◆ **ACTIVITY LIST**:
1. In the text on the "Gui Zhi–Shao Yao" herb pair, how many targets related to anxiety disorder were gathered?
2. Write the next part of the text on target prediction for the "Gui Zhi–Shao Yao" herb pair, picking up after its final sentence.

◆ **PASSAGE FOR REVIEW**:
══════════
Compound targets of “Gui Zhi–Shao Yao” herb pair

We input all the active ingredients into PubChem (https://pubchem.ncbi.nlm.nih.gov/) [17] – the world’s largest collection of freely accessible chemical information – to obtain the 2  Structure or Canonical SMILES of these ingredients. Afterward, these data were imported into Swiss Target Prediction (http://www.swisstargetprediction.ch/) [18] and TCMSP database to predict the potential targets genes with the species limited as “Homo sapiens”. We took the intersections of the above two difference analyses, yielding a total of 130 targets genes. Then, the National Centre for Biotechnology Information’s (NCBI) Gene database (www.ncbi.nlm.nih.gov/gene) [19] was used to standardize gene names and organisms under the condition of “Homo sapiens” (Table S2).

Targets of CP, anxiety and depression

The gene targets associated with diseases were collected from DisGeNET (https://www.disgenet.org/, version 7.0) [20], a discovery platform containing one of the largest publicly available collections of genes and variants associated with human diseases, and GeneCards (https://www.genecards.org/, version 5.0) [21], a searchable, integrative database providing comprehensive, user-friendly information on all annotated and predicted human genes. We screened these two platforms using the keyword “chronic pain”, “anxiety disorder (AD)” and “mental depression (MD)”, then took the part that is higher than the average of the score, and deleted the duplicate results. Eventually, we gathered 2941, 2662 and 2405 targets related to CP, AD and MD, respectively.
══════════
◆ **SUPPLIED RECORDS**:

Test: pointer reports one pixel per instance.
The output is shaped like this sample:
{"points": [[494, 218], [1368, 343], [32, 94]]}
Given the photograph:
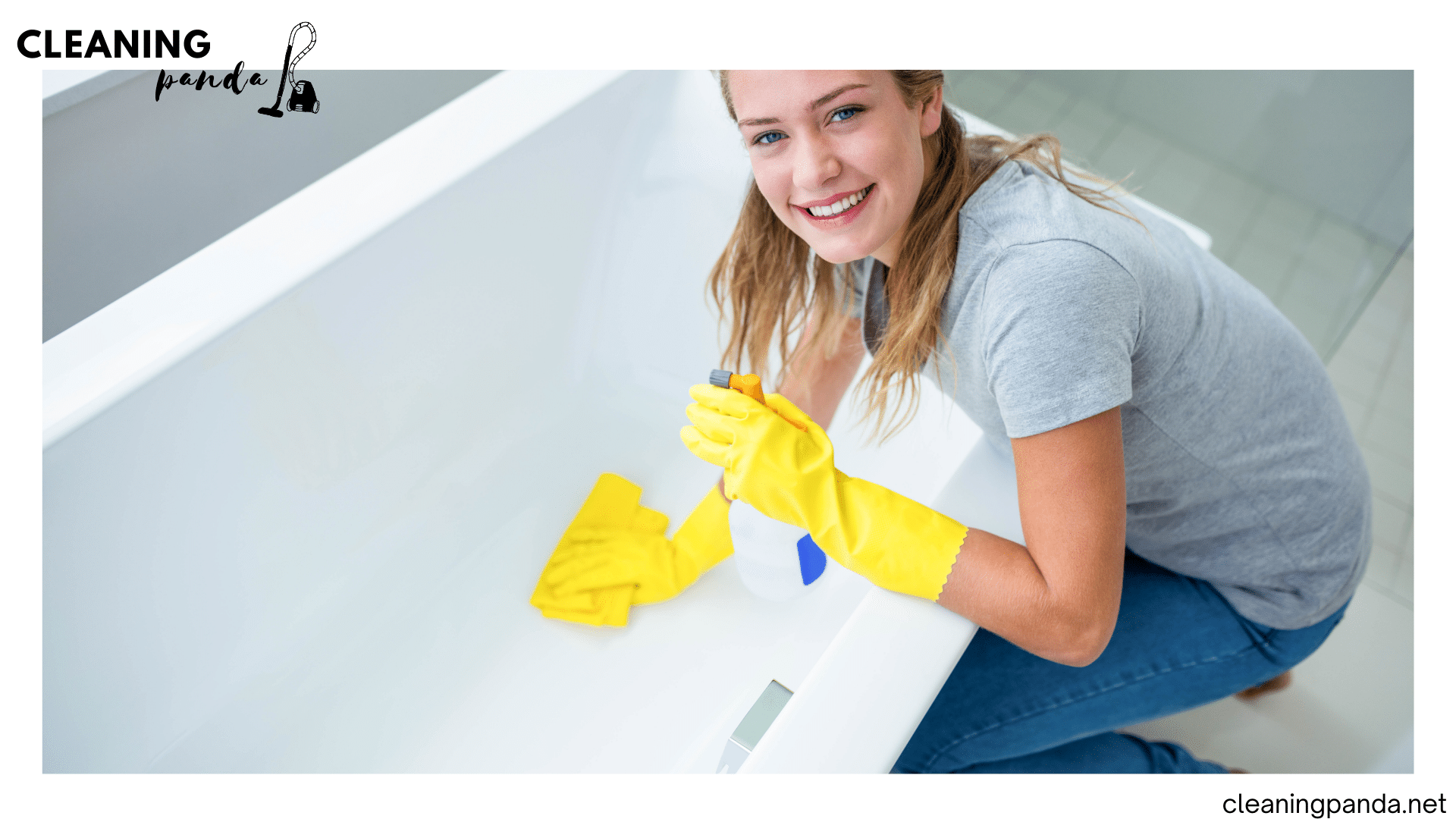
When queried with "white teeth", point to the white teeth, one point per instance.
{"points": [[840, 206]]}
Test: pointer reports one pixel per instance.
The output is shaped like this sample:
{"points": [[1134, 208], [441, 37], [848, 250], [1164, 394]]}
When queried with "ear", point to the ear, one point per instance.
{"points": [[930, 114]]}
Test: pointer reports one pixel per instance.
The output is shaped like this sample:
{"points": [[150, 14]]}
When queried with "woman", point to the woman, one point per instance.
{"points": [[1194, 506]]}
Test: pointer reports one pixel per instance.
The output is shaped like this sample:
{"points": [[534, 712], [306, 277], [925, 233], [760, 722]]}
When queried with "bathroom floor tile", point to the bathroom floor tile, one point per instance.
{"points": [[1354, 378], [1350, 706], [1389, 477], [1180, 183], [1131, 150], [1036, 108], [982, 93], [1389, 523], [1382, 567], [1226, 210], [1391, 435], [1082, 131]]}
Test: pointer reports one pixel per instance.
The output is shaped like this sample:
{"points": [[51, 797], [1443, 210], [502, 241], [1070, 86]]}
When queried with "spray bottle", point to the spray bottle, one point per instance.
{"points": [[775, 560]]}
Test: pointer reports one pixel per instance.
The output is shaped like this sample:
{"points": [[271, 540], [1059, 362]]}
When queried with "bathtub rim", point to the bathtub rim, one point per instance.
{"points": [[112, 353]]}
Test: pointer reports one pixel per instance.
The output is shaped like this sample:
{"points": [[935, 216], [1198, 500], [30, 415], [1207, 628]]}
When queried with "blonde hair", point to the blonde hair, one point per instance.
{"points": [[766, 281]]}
══════════
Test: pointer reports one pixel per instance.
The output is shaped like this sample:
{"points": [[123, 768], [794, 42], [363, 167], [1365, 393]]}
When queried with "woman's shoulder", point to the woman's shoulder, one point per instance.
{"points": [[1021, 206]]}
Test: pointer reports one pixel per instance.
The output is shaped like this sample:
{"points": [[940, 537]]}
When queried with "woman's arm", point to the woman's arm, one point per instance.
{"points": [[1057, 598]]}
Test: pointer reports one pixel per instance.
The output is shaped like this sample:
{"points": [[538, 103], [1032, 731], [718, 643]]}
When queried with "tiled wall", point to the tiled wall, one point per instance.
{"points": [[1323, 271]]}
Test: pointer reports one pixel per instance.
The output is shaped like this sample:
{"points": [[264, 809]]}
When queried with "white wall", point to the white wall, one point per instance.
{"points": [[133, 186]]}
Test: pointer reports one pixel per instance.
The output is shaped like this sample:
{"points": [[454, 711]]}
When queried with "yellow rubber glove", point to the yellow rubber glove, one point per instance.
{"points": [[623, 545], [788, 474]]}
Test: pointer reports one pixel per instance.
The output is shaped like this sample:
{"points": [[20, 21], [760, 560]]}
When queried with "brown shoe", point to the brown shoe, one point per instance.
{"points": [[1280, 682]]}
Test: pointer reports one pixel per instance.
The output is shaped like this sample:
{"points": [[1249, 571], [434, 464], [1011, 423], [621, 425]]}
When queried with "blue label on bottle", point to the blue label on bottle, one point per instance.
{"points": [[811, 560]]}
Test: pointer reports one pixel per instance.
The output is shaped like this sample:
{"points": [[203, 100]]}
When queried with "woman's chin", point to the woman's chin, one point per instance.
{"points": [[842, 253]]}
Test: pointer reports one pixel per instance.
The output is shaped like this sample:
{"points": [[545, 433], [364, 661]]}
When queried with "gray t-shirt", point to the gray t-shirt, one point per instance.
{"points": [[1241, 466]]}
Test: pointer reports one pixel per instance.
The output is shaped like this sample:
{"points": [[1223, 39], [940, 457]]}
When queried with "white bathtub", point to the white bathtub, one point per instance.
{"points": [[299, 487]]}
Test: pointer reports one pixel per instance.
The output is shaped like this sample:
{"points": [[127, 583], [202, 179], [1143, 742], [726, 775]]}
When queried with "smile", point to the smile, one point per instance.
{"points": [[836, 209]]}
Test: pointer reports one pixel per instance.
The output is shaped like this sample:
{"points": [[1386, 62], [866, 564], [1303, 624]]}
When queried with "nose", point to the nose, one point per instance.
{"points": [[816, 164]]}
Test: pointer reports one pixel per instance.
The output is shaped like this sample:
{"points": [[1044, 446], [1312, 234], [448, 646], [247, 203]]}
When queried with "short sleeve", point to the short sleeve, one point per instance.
══════════
◆ **EXERCISE RESPONSES**:
1. 2662

2.
Protein–protein interaction (PPI)

We utilized an online tool, jvenn (http://jvenn.toulouse.inra.fr/app/example.html) [22], to take the intersections between the targets of “Gui Zhi–Shao Yao” herb pair and diseases. Afterward, candidate targets were imported into the STRING (https://string-db.org/, version 11.0) [23] – a database of known and predicted PPIs. We selected “Homo sapiens” and a medium confidence score with correlation degree ≥0.400 as the cut-off value. PowerPoint (Microsoft Office 2019, Redmond, WA) was utilized to render the results.

Gene ontology (GO) and Kyoto Encyclopedia of Genes and Genomes (KEGG) enrichment analysis

The Metascape (https://metascape.org/) [24] was used to conduct the GO and KEGG enrichment analysis (p value cut-off, .01). The bar chart of GO enrichment analysis and bubble chart of KEGG pathway chart were visualized by http://www.bioinformatics.com.cn, an online platform for data analysis and visualization.

Network construction

Network construction was performed using the network visualization software Cytoscape (version 3.7.2) as follows: (1) compound–compound target network, which connects the chemical compounds of this herb pair and the related targets; (2) “Gui Zhi–Shao Yao” herb pair–diseases PPI network obtained from the STRING; (3) targets–disease–KEGG pathway network.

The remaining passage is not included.